=== DATA TO EXAMINE ===
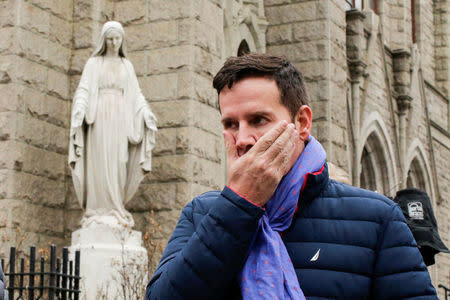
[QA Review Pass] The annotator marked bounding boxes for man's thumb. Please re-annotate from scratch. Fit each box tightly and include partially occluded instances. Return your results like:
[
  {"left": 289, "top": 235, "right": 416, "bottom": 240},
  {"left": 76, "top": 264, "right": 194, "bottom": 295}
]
[{"left": 223, "top": 131, "right": 237, "bottom": 161}]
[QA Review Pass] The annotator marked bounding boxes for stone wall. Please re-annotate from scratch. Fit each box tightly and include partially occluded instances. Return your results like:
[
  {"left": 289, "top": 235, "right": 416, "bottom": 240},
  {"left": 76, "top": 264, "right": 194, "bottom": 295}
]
[
  {"left": 415, "top": 0, "right": 436, "bottom": 83},
  {"left": 434, "top": 0, "right": 450, "bottom": 97},
  {"left": 0, "top": 0, "right": 73, "bottom": 256}
]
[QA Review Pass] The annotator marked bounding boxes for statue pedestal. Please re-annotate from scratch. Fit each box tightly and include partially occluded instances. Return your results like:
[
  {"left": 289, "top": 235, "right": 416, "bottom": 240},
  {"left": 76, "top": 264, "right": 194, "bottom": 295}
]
[{"left": 70, "top": 217, "right": 148, "bottom": 300}]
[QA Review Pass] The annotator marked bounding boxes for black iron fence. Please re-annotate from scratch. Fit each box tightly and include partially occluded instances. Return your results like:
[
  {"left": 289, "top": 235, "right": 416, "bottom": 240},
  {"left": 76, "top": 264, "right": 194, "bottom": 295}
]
[
  {"left": 439, "top": 284, "right": 450, "bottom": 300},
  {"left": 1, "top": 245, "right": 81, "bottom": 300}
]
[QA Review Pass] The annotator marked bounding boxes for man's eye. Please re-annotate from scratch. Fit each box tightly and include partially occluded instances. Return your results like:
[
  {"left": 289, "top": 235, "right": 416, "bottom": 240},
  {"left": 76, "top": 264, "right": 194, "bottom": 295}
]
[
  {"left": 251, "top": 117, "right": 267, "bottom": 126},
  {"left": 223, "top": 121, "right": 237, "bottom": 129}
]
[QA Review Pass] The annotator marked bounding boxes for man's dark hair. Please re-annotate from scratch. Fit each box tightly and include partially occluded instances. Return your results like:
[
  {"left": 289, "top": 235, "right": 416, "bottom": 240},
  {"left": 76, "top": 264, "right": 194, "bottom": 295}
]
[{"left": 213, "top": 53, "right": 309, "bottom": 118}]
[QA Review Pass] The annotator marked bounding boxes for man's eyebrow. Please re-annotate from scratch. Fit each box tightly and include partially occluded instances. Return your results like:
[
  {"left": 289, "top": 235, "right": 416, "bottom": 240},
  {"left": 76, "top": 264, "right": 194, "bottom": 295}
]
[
  {"left": 221, "top": 111, "right": 273, "bottom": 123},
  {"left": 245, "top": 111, "right": 273, "bottom": 118},
  {"left": 221, "top": 117, "right": 234, "bottom": 124}
]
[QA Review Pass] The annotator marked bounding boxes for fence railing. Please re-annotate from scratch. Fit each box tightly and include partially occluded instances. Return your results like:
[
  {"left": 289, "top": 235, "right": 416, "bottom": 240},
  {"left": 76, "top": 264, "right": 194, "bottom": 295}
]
[
  {"left": 439, "top": 284, "right": 450, "bottom": 300},
  {"left": 1, "top": 245, "right": 81, "bottom": 300}
]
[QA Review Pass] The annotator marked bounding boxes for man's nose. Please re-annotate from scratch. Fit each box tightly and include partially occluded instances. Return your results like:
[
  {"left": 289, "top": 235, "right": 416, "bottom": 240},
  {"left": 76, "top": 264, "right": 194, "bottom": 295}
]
[{"left": 235, "top": 126, "right": 256, "bottom": 154}]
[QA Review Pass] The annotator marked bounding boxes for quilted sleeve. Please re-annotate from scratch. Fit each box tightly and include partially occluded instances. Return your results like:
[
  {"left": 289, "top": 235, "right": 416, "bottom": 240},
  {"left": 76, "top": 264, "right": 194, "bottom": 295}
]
[
  {"left": 146, "top": 187, "right": 265, "bottom": 300},
  {"left": 371, "top": 204, "right": 438, "bottom": 299}
]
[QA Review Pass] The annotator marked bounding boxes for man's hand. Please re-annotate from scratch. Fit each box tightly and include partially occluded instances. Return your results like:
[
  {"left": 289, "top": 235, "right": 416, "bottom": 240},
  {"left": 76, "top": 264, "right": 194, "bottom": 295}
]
[{"left": 223, "top": 121, "right": 302, "bottom": 207}]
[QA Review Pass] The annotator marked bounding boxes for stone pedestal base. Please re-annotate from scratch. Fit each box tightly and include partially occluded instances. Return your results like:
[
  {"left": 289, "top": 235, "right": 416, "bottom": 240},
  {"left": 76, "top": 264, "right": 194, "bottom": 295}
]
[{"left": 70, "top": 217, "right": 148, "bottom": 300}]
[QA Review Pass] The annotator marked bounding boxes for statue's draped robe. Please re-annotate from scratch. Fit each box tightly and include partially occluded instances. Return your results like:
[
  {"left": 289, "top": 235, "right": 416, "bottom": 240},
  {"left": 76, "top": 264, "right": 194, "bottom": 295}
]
[{"left": 69, "top": 57, "right": 156, "bottom": 226}]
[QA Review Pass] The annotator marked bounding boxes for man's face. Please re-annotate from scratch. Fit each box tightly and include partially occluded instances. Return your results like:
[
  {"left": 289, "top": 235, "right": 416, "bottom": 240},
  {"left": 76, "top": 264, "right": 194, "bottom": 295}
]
[{"left": 219, "top": 77, "right": 293, "bottom": 157}]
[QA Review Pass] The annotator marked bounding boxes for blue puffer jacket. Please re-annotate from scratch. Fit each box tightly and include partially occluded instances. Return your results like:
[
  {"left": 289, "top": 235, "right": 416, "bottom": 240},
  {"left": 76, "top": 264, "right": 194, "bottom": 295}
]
[{"left": 147, "top": 164, "right": 437, "bottom": 299}]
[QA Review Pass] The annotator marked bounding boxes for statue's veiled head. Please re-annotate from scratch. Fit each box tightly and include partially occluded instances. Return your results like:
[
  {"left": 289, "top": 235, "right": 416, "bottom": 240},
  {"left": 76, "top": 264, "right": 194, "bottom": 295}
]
[{"left": 92, "top": 21, "right": 127, "bottom": 58}]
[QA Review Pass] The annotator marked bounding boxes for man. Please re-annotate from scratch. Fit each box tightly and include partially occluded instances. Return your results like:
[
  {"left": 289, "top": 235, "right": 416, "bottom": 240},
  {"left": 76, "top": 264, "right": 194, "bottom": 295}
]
[{"left": 146, "top": 54, "right": 437, "bottom": 299}]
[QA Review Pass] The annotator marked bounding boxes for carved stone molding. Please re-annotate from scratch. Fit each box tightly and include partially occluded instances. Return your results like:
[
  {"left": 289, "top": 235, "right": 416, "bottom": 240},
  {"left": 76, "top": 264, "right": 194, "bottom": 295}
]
[
  {"left": 396, "top": 94, "right": 413, "bottom": 114},
  {"left": 346, "top": 9, "right": 366, "bottom": 60},
  {"left": 346, "top": 9, "right": 367, "bottom": 80},
  {"left": 223, "top": 0, "right": 268, "bottom": 57},
  {"left": 348, "top": 59, "right": 367, "bottom": 80},
  {"left": 392, "top": 49, "right": 412, "bottom": 114}
]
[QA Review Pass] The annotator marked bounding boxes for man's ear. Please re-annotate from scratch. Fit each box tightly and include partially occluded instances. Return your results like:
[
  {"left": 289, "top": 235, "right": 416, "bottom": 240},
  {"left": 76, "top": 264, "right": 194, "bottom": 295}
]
[{"left": 294, "top": 105, "right": 312, "bottom": 141}]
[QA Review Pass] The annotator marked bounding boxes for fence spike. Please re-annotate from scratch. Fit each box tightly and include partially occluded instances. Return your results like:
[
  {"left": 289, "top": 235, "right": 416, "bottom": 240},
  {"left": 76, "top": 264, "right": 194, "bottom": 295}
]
[
  {"left": 8, "top": 247, "right": 15, "bottom": 300},
  {"left": 49, "top": 245, "right": 56, "bottom": 300},
  {"left": 69, "top": 261, "right": 73, "bottom": 299},
  {"left": 29, "top": 246, "right": 35, "bottom": 300},
  {"left": 19, "top": 258, "right": 24, "bottom": 297},
  {"left": 74, "top": 250, "right": 80, "bottom": 300},
  {"left": 39, "top": 257, "right": 44, "bottom": 298},
  {"left": 56, "top": 258, "right": 61, "bottom": 299},
  {"left": 62, "top": 247, "right": 68, "bottom": 300}
]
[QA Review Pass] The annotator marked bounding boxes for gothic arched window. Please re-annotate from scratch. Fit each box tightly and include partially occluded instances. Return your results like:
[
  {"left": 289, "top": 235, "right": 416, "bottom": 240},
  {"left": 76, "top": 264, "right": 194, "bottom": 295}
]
[
  {"left": 359, "top": 132, "right": 391, "bottom": 195},
  {"left": 237, "top": 40, "right": 250, "bottom": 56},
  {"left": 406, "top": 157, "right": 426, "bottom": 192}
]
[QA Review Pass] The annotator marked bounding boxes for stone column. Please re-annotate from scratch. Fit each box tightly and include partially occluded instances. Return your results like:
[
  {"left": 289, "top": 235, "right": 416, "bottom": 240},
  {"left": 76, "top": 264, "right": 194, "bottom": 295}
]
[
  {"left": 388, "top": 0, "right": 410, "bottom": 51},
  {"left": 346, "top": 9, "right": 367, "bottom": 187},
  {"left": 264, "top": 0, "right": 349, "bottom": 171},
  {"left": 392, "top": 48, "right": 412, "bottom": 186}
]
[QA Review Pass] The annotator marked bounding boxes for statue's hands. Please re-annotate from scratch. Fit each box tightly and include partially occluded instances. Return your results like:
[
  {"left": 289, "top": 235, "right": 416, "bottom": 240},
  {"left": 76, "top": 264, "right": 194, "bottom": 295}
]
[
  {"left": 143, "top": 109, "right": 157, "bottom": 130},
  {"left": 224, "top": 121, "right": 302, "bottom": 207},
  {"left": 72, "top": 110, "right": 85, "bottom": 128}
]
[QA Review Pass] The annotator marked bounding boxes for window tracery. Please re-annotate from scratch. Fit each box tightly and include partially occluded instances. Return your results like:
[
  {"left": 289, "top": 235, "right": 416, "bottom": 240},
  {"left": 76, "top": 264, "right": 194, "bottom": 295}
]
[{"left": 223, "top": 0, "right": 268, "bottom": 58}]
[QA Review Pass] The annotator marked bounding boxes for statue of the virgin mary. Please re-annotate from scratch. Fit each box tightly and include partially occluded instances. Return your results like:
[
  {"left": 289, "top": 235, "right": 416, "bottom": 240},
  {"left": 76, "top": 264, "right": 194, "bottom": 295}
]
[{"left": 69, "top": 21, "right": 157, "bottom": 227}]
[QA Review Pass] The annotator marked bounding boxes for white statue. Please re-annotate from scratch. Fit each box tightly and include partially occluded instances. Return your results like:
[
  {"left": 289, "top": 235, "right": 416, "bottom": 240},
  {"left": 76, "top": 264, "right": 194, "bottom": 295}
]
[{"left": 69, "top": 21, "right": 157, "bottom": 227}]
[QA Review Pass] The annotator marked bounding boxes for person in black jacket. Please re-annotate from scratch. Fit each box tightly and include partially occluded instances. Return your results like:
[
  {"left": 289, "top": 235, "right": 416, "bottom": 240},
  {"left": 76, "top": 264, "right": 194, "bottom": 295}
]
[{"left": 146, "top": 54, "right": 437, "bottom": 299}]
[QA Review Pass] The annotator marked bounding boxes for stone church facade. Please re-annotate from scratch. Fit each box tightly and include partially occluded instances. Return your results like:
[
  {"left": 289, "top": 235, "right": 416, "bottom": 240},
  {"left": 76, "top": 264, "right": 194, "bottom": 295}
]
[{"left": 0, "top": 0, "right": 448, "bottom": 296}]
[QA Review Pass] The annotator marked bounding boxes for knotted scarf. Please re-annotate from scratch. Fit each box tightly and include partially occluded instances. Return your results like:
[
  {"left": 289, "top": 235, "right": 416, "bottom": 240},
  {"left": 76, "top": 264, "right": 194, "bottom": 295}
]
[{"left": 240, "top": 136, "right": 326, "bottom": 299}]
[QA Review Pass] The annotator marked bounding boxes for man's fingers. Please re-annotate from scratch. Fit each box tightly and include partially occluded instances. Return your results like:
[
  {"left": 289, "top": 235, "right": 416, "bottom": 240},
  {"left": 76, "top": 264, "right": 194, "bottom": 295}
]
[
  {"left": 270, "top": 131, "right": 300, "bottom": 175},
  {"left": 265, "top": 123, "right": 296, "bottom": 159},
  {"left": 265, "top": 124, "right": 301, "bottom": 175},
  {"left": 223, "top": 131, "right": 238, "bottom": 162},
  {"left": 250, "top": 120, "right": 288, "bottom": 154}
]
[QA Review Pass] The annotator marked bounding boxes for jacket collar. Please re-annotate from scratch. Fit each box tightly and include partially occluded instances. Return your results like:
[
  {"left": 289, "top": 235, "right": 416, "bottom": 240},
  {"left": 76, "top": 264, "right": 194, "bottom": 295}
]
[{"left": 298, "top": 162, "right": 329, "bottom": 206}]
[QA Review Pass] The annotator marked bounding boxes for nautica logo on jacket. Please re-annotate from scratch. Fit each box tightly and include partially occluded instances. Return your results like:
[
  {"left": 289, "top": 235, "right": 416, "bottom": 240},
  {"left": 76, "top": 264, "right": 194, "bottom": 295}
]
[{"left": 310, "top": 249, "right": 320, "bottom": 262}]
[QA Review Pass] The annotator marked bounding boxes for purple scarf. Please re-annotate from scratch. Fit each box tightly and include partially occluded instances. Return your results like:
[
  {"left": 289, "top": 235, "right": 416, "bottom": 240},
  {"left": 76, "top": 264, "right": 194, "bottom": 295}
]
[{"left": 239, "top": 136, "right": 326, "bottom": 299}]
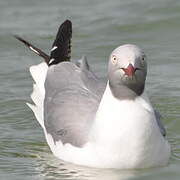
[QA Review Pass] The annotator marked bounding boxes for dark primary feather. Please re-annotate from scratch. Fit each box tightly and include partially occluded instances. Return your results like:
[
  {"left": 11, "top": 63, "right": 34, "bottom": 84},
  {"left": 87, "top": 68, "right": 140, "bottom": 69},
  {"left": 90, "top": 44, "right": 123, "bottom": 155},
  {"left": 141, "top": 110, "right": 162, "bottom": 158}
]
[
  {"left": 14, "top": 19, "right": 72, "bottom": 66},
  {"left": 14, "top": 35, "right": 50, "bottom": 64},
  {"left": 49, "top": 20, "right": 72, "bottom": 66}
]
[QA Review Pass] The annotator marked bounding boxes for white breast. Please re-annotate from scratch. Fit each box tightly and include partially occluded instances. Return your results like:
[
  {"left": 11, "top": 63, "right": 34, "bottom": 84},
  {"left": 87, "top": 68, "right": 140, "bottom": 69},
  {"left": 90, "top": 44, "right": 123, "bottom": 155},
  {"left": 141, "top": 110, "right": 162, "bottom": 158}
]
[{"left": 86, "top": 82, "right": 171, "bottom": 168}]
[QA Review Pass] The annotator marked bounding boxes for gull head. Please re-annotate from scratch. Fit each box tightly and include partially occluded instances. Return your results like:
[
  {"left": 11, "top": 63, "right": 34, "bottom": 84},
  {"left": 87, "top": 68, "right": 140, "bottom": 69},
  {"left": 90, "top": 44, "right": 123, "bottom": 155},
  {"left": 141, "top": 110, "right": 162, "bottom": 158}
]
[{"left": 108, "top": 44, "right": 147, "bottom": 99}]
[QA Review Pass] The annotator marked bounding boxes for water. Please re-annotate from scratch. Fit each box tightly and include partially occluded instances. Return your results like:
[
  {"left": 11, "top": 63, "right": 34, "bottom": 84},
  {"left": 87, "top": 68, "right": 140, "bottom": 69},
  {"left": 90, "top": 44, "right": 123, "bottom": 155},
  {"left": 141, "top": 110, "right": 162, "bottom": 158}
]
[{"left": 0, "top": 0, "right": 180, "bottom": 179}]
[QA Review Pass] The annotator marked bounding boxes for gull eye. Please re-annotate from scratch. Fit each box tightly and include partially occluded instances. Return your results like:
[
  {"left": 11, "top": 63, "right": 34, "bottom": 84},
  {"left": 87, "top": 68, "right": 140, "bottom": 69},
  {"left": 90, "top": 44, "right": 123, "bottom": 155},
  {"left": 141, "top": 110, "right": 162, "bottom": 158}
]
[
  {"left": 141, "top": 55, "right": 146, "bottom": 65},
  {"left": 111, "top": 55, "right": 117, "bottom": 64},
  {"left": 142, "top": 54, "right": 146, "bottom": 61}
]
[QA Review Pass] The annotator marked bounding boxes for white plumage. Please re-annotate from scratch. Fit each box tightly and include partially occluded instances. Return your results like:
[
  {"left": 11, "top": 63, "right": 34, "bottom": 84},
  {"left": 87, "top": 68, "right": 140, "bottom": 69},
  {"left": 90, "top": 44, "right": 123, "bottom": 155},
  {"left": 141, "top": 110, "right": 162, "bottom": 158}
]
[{"left": 27, "top": 62, "right": 47, "bottom": 129}]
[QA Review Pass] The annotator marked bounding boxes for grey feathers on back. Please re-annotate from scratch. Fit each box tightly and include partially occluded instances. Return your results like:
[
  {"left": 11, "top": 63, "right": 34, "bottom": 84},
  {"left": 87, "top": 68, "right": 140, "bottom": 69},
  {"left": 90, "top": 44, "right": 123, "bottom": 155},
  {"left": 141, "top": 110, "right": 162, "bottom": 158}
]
[{"left": 44, "top": 59, "right": 105, "bottom": 147}]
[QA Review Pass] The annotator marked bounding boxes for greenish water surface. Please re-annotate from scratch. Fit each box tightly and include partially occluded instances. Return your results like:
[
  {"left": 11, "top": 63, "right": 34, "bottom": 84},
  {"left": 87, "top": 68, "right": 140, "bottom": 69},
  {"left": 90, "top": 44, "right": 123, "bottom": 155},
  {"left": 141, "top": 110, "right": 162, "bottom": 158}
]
[{"left": 0, "top": 0, "right": 180, "bottom": 179}]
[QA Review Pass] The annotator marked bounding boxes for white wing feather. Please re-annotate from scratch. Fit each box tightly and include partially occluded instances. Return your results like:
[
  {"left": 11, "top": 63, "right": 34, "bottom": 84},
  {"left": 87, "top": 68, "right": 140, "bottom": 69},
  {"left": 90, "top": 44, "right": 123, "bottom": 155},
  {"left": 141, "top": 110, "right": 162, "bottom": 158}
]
[{"left": 27, "top": 62, "right": 48, "bottom": 129}]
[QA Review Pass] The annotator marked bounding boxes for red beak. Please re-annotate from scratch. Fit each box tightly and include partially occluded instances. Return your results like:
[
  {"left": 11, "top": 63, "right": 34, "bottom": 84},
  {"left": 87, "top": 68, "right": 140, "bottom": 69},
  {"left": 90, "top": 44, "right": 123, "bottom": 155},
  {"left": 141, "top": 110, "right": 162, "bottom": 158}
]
[{"left": 122, "top": 64, "right": 136, "bottom": 77}]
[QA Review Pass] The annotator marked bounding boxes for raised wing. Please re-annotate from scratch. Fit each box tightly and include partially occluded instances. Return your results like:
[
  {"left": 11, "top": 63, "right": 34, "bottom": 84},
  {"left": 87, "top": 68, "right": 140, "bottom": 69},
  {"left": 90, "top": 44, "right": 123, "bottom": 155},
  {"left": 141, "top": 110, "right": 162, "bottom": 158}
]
[{"left": 49, "top": 20, "right": 72, "bottom": 66}]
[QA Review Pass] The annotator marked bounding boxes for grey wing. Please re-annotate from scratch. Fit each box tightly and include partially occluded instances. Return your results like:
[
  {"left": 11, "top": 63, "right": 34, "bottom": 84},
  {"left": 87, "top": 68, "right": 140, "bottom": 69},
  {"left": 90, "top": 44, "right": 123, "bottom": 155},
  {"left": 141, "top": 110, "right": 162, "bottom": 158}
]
[
  {"left": 44, "top": 60, "right": 105, "bottom": 147},
  {"left": 76, "top": 56, "right": 106, "bottom": 99},
  {"left": 154, "top": 110, "right": 166, "bottom": 136}
]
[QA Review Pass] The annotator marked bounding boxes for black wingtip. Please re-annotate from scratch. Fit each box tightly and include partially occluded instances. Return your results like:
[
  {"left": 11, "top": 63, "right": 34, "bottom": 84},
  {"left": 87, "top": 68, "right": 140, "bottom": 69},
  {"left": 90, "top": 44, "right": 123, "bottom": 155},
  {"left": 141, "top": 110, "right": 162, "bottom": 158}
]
[
  {"left": 14, "top": 35, "right": 32, "bottom": 49},
  {"left": 64, "top": 19, "right": 72, "bottom": 26},
  {"left": 14, "top": 35, "right": 50, "bottom": 64},
  {"left": 49, "top": 19, "right": 72, "bottom": 66},
  {"left": 14, "top": 19, "right": 72, "bottom": 66}
]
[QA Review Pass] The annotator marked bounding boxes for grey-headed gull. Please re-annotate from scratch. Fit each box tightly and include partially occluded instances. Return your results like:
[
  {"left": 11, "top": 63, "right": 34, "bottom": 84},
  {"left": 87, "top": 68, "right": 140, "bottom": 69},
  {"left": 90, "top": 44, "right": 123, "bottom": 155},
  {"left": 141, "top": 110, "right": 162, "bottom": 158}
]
[{"left": 15, "top": 20, "right": 170, "bottom": 169}]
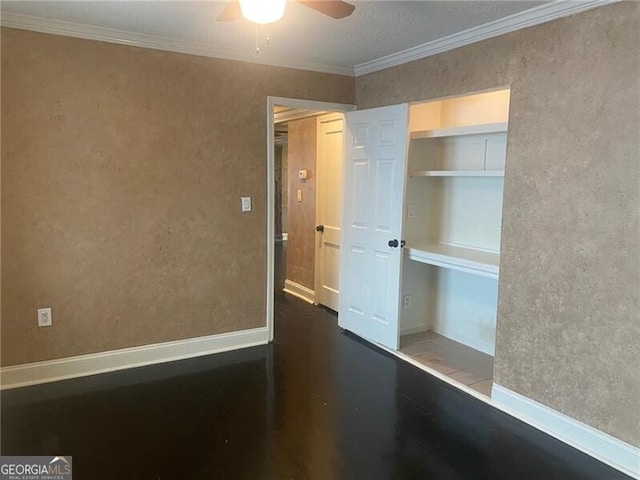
===
▸ TASK DETAILS: Copy every line of the entries in which "window" can be found.

▸ RESPONSE BELOW:
[QA Review Pass] The annotator marked bounding boxes for gothic arched window. Please re-annotate from scratch. Fit each box tightly and include partially occluded instances. Return your results like:
[QA Review Pass] The annotator marked bounding boxes for window tracery. Please re-annotate from scratch. Fit each box tightly and include partially occluded instances. Return your results like:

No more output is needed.